# INFORMATION GIVEN
-=-=-=-=-

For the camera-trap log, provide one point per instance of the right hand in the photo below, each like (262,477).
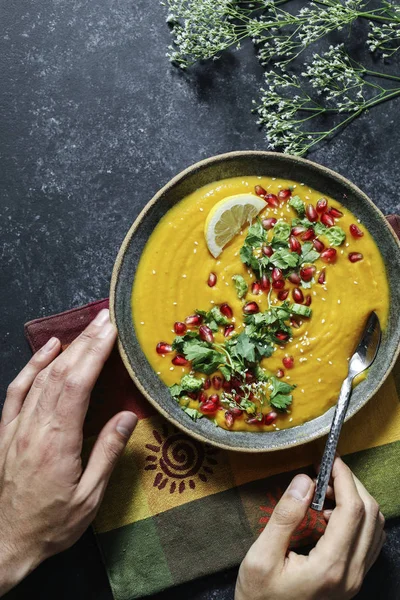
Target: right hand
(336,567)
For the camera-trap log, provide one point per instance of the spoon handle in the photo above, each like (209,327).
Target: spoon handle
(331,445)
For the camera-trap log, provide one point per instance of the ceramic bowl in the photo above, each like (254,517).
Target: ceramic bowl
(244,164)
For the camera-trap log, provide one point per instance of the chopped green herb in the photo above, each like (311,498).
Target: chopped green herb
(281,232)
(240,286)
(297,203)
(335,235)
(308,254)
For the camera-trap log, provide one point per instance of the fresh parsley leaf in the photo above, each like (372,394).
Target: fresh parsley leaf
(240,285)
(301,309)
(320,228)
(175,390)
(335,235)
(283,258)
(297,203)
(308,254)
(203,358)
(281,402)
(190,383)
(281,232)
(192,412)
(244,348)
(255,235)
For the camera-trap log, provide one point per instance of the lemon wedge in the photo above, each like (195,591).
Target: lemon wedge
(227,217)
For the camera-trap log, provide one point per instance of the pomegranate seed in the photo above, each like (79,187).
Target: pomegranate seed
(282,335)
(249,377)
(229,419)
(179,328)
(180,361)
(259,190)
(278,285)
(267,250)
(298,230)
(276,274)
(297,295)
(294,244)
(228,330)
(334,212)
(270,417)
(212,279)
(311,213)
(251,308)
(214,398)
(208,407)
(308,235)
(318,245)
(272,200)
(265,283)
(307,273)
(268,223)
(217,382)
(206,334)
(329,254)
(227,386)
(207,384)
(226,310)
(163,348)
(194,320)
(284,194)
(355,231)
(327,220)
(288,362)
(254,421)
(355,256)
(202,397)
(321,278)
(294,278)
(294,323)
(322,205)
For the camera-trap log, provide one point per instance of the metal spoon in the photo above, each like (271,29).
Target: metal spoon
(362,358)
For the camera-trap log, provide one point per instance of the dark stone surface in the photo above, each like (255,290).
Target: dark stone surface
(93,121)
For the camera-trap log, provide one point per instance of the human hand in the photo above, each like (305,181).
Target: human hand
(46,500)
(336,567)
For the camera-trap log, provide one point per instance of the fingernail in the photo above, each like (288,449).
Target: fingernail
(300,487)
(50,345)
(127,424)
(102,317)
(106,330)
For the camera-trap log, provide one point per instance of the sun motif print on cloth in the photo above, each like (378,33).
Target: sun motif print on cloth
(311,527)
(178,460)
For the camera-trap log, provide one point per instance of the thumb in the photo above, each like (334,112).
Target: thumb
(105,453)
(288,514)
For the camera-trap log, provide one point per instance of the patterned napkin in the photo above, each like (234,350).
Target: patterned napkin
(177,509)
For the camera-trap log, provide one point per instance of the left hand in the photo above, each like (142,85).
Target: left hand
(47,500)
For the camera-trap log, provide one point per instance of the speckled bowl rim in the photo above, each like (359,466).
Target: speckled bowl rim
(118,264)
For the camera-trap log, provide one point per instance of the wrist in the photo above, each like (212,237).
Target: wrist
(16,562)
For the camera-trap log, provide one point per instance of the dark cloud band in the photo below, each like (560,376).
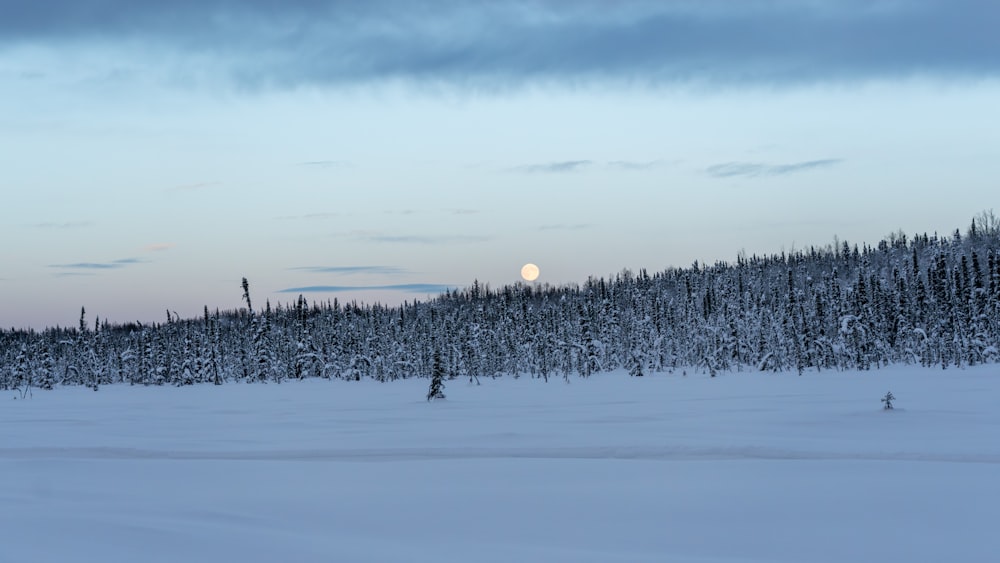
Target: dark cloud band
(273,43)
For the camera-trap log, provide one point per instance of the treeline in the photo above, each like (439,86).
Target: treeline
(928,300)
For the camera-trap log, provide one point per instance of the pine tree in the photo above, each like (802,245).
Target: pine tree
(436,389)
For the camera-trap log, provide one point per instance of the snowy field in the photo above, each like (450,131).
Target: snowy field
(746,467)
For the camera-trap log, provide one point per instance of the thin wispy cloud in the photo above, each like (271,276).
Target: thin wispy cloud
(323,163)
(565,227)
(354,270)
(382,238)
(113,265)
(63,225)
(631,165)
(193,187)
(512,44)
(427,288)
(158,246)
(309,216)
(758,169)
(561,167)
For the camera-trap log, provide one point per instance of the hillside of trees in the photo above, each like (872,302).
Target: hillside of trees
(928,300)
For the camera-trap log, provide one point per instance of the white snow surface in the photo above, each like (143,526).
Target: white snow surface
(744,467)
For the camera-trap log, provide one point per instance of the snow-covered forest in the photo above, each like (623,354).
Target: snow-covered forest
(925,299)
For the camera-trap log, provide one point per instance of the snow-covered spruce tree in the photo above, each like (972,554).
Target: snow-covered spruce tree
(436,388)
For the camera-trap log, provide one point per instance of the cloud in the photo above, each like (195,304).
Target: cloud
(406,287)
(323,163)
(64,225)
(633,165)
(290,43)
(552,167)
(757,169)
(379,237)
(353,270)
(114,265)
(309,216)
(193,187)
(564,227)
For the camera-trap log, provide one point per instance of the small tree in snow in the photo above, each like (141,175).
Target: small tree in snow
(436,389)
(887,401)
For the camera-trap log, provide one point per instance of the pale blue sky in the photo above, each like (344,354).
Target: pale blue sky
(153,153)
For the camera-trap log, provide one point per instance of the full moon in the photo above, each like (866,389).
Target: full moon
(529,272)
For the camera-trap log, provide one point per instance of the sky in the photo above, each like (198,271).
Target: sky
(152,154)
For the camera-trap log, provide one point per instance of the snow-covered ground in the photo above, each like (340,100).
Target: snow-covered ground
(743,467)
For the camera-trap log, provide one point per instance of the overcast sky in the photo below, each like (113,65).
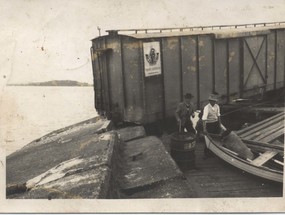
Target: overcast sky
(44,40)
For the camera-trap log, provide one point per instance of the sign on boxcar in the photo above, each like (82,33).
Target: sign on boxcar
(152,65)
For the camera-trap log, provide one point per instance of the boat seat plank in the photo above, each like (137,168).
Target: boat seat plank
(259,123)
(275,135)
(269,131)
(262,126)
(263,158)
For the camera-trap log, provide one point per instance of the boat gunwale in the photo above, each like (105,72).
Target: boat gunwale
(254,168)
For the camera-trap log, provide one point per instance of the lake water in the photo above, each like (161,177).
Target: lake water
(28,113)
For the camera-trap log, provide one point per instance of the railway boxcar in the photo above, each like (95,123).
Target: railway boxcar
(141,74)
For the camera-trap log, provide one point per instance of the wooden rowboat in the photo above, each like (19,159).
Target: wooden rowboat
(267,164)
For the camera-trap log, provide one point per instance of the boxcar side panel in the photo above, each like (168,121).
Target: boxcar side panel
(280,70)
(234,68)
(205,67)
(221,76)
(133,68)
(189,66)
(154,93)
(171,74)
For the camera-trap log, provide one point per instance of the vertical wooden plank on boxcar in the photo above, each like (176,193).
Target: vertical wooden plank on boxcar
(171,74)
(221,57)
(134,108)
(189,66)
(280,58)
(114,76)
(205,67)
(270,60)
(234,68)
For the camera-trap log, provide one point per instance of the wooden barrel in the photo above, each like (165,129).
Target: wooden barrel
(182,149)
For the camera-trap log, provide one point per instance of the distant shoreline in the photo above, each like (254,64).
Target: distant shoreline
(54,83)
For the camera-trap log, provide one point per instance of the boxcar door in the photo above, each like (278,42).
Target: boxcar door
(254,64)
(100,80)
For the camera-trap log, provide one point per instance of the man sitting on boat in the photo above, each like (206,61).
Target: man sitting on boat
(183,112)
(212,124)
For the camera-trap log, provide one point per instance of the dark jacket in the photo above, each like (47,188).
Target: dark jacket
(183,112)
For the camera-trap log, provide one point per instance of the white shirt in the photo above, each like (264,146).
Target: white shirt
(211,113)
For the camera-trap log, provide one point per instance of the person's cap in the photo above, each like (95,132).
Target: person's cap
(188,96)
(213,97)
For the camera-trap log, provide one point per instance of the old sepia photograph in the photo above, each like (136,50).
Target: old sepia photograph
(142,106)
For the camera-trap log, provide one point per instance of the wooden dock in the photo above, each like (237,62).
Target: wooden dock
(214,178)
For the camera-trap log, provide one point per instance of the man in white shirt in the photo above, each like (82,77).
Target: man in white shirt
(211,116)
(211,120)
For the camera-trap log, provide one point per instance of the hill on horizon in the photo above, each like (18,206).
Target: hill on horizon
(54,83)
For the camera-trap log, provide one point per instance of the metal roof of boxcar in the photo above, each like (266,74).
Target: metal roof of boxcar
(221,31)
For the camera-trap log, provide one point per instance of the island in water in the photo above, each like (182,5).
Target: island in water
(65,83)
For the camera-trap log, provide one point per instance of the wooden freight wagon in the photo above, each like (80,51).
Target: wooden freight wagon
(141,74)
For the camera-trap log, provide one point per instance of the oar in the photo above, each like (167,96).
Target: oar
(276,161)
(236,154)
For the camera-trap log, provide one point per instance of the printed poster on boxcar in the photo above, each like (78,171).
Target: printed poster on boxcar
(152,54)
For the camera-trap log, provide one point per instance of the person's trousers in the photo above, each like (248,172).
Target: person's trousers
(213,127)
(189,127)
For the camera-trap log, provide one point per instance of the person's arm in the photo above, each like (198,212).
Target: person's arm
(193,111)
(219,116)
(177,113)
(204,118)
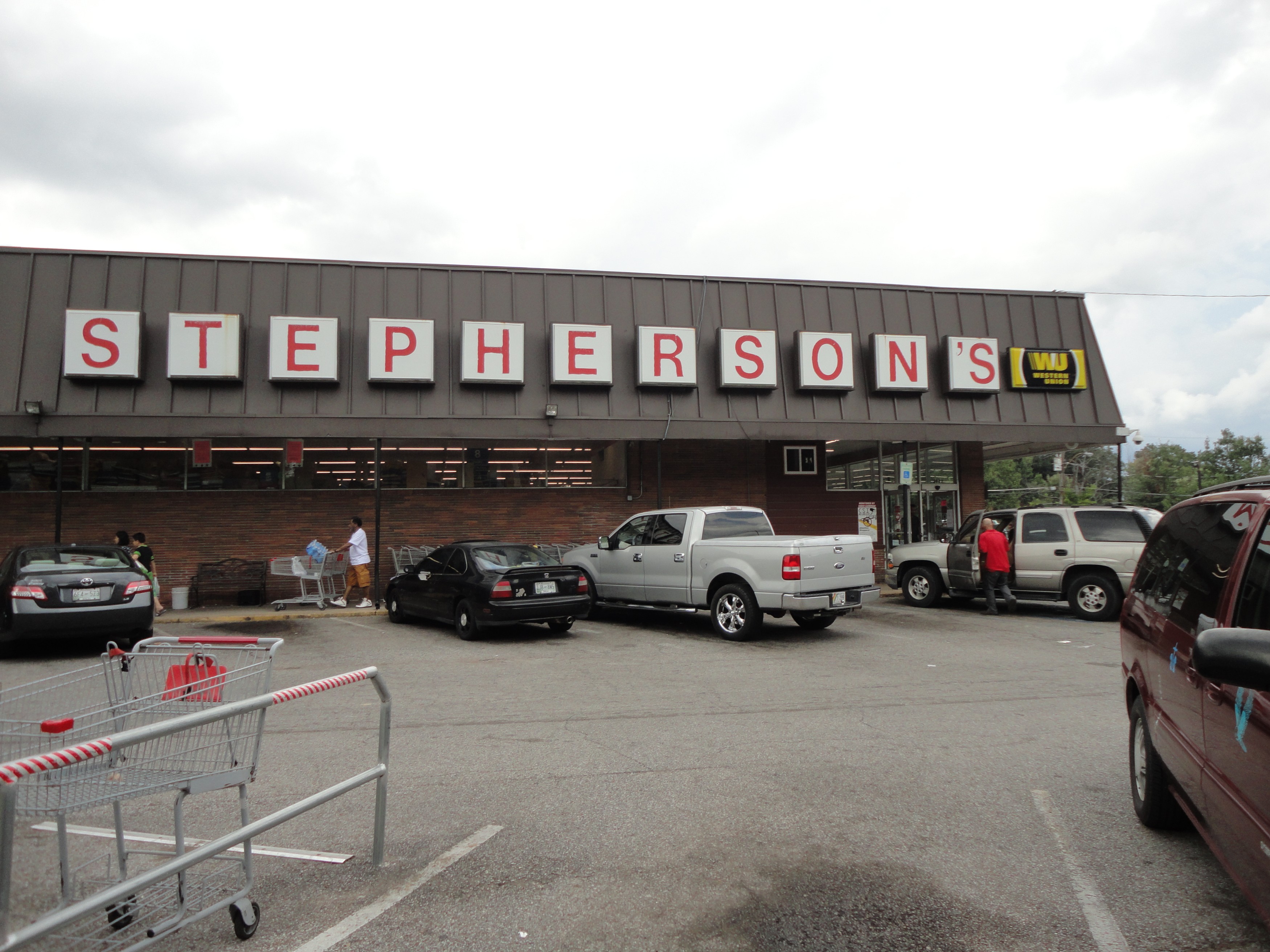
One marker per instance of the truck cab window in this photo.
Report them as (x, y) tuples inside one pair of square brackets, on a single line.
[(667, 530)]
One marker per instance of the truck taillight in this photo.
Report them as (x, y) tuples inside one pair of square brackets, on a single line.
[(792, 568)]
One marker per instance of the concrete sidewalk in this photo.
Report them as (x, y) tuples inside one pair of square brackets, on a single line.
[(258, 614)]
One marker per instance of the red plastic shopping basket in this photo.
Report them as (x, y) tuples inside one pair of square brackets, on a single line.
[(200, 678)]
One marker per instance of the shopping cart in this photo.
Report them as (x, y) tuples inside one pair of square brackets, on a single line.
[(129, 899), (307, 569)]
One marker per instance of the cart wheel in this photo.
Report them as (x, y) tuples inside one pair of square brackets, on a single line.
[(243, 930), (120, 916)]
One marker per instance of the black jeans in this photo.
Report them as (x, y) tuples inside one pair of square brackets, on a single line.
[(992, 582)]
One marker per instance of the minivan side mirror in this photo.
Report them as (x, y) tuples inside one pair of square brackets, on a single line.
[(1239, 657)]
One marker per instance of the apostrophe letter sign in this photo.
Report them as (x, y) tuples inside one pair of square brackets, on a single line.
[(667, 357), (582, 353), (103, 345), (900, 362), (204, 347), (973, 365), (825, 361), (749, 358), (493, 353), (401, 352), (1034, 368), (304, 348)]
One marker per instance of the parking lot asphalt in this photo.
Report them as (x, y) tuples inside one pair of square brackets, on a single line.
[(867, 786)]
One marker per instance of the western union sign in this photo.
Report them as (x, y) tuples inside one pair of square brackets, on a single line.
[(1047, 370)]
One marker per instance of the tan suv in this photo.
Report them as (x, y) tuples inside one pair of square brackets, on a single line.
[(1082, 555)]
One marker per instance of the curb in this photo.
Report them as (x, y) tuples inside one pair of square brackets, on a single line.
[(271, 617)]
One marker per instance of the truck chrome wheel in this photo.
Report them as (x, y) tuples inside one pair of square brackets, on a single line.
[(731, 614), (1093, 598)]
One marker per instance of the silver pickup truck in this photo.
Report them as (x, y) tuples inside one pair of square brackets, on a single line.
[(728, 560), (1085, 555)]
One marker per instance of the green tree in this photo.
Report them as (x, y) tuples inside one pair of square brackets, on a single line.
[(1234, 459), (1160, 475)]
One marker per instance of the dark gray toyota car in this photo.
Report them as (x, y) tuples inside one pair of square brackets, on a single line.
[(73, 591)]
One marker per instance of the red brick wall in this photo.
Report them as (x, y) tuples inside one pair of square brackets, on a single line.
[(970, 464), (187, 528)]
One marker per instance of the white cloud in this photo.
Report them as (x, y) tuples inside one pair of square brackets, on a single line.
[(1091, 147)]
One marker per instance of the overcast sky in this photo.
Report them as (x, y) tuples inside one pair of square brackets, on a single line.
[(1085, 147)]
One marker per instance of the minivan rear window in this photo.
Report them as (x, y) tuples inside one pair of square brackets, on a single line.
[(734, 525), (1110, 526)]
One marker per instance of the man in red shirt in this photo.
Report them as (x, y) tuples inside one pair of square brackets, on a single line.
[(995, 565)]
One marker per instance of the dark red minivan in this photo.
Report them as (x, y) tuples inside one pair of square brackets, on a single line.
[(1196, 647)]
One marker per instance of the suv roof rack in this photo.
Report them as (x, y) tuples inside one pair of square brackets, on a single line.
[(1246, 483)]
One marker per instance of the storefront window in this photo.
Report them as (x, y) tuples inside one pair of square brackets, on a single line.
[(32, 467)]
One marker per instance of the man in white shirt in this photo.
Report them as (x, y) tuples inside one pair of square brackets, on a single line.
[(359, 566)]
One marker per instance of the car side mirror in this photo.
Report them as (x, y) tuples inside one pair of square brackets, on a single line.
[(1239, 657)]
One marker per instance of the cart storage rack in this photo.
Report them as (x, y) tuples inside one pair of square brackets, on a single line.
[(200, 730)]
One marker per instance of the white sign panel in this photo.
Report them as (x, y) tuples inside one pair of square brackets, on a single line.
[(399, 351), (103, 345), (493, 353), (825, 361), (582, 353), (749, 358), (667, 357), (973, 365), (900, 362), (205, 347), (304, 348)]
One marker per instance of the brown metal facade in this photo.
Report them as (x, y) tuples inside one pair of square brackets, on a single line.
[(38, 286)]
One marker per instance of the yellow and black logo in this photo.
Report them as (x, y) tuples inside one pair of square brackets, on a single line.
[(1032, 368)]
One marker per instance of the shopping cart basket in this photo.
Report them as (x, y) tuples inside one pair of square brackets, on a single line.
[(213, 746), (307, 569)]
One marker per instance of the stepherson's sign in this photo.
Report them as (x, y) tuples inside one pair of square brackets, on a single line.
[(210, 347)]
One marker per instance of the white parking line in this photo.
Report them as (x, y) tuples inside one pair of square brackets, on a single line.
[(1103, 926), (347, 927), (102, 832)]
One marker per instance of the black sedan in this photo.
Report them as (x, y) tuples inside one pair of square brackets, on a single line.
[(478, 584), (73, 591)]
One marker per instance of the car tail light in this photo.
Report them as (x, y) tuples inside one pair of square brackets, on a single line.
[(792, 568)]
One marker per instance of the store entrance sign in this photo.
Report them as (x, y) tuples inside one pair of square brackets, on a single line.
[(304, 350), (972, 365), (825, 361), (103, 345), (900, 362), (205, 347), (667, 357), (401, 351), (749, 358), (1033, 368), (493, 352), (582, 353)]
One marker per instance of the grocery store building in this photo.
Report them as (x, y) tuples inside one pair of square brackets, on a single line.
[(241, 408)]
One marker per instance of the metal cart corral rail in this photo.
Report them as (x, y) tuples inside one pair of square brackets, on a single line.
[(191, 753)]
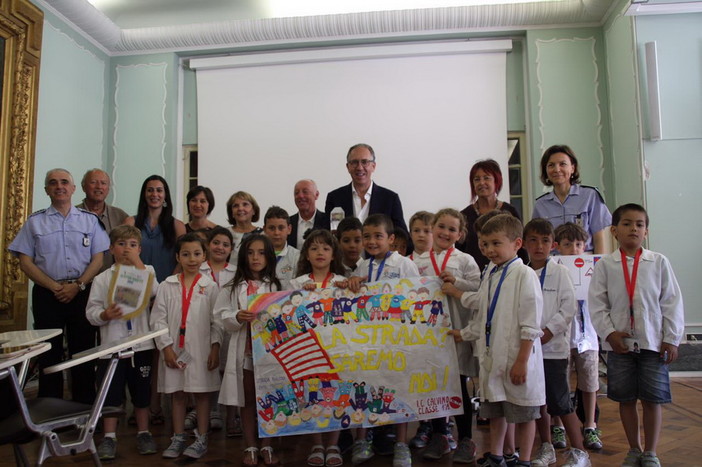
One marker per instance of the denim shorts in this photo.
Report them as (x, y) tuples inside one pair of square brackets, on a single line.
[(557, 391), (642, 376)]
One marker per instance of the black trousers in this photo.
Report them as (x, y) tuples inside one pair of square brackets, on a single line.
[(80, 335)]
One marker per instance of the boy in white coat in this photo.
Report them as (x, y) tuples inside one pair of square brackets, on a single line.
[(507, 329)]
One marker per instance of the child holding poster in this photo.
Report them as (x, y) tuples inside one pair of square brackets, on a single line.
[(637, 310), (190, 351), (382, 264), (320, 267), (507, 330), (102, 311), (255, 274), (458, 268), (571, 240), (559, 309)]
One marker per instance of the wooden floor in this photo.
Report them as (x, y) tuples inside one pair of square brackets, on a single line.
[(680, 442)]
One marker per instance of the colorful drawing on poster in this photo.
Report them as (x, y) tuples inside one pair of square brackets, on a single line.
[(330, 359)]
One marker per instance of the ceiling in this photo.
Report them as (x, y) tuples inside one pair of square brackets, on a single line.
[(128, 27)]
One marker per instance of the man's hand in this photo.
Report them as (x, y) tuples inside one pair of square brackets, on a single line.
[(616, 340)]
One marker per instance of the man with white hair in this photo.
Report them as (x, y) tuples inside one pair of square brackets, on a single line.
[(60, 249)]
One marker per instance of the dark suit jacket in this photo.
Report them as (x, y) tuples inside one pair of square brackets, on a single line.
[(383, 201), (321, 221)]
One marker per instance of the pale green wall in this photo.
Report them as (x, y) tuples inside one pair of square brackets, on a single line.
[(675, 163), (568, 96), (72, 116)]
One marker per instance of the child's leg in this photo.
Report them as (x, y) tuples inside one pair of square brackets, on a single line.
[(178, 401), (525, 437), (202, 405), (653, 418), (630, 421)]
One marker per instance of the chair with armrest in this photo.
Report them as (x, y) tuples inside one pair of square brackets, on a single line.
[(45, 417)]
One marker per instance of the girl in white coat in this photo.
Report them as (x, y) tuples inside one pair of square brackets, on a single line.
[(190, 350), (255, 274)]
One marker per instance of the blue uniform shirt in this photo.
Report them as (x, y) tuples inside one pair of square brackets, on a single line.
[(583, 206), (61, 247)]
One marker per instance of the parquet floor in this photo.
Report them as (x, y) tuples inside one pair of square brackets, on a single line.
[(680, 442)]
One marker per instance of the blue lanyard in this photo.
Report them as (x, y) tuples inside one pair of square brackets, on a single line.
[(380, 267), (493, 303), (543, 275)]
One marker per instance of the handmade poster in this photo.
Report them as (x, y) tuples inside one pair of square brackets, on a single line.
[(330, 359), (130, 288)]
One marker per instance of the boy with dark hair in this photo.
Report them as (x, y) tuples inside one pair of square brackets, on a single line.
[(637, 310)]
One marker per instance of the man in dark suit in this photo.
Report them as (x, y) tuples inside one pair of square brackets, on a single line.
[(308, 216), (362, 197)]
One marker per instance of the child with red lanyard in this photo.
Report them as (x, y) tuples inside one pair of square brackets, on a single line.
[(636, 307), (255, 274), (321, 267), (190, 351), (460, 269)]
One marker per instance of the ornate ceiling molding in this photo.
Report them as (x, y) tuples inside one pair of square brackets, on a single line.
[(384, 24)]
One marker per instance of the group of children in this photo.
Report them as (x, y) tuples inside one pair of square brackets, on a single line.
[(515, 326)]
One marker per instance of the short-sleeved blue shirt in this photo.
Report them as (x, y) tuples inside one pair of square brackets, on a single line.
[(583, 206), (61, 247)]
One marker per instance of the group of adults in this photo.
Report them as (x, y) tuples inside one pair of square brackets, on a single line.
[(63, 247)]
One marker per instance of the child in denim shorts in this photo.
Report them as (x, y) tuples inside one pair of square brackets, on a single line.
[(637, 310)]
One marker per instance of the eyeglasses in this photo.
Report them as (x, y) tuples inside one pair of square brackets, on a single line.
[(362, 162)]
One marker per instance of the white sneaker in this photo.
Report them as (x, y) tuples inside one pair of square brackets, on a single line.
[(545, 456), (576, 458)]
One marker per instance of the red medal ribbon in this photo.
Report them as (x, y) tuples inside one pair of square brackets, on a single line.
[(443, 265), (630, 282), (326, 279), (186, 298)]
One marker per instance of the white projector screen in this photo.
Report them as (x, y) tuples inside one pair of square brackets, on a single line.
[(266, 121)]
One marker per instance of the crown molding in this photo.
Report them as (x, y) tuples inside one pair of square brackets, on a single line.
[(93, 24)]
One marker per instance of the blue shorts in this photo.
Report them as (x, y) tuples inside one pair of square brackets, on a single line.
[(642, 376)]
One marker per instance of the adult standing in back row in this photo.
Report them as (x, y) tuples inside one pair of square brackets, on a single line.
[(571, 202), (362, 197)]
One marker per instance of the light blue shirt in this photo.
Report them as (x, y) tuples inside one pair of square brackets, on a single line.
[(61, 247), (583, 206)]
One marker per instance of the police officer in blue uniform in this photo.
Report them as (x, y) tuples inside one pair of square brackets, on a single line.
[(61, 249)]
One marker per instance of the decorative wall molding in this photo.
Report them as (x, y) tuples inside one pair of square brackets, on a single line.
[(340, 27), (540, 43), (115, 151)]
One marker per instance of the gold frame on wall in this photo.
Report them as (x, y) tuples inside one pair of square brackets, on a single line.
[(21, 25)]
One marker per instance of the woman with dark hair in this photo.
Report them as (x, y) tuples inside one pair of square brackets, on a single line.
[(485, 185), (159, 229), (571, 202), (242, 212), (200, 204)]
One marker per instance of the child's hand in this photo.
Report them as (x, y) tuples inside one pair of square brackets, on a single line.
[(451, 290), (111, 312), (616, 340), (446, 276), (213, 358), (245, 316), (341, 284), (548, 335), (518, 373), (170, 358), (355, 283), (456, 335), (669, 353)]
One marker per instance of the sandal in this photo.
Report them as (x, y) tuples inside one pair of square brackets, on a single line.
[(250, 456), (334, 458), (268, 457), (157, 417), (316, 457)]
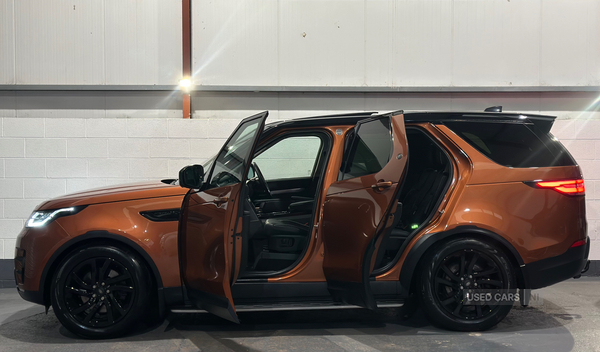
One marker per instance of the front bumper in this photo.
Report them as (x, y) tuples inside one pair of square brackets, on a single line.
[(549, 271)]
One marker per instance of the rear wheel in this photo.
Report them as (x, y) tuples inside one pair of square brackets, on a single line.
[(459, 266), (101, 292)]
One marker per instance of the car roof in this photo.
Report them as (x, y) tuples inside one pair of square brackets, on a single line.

-=-=-=-=-

# WHAT NEEDS TO BE DONE
Everything from the line with "One marker per instance of the police" through the final line of the records above should be written out exactly, minus the pictures.

# EXERCISE OUTPUT
One marker per instance of the police officer in blue uniform in this photo.
Report them as (x, y) tuples inside one pair of square brackets, on a single line.
[(61, 249)]
One marker per instance of the decorative wall molding in this photo.
Report them as (x, y) tuples inside one pair of square brackets, on a single line.
[(340, 27), (540, 43), (115, 151)]
One marker per instance of the gold frame on wall in this photo.
Report them as (x, y) tuples inside one pair of square brackets, on a single line.
[(21, 25)]
One marker per instance of the woman with dark hair in this photo.
Report them as (x, y) tuples inside one pair of square brackets, on a single line.
[(485, 185), (159, 229), (571, 202), (242, 212), (200, 204)]
One marker per instance of the child's hand in this photo.
Report them as (x, y) tuples inside one pair of square brackets, on a single line.
[(451, 290), (111, 312), (616, 340), (446, 276), (213, 358), (245, 316), (341, 284), (548, 335), (518, 373), (170, 358), (355, 283), (456, 335), (669, 353)]
One marker per instance of the sandal in this photo.
Report them as (x, y) tuples inside one pair of square brackets, on a single line.
[(250, 456), (334, 458), (268, 457), (157, 417), (316, 457)]
One marker per instance of the front bumper in this photo.
Report them as (x, y) tuples inside one pair of square brackets, on a single line.
[(549, 271)]
One marker per instance of the rear wheel in this photo.
Report them as (x, y) tuples inside one pair of square brackets, on a single line.
[(459, 266), (101, 292)]
One marker per instance of the car roof in this photo.
Report them as (x, y) tuples inside one pair of square brackets, on a single line.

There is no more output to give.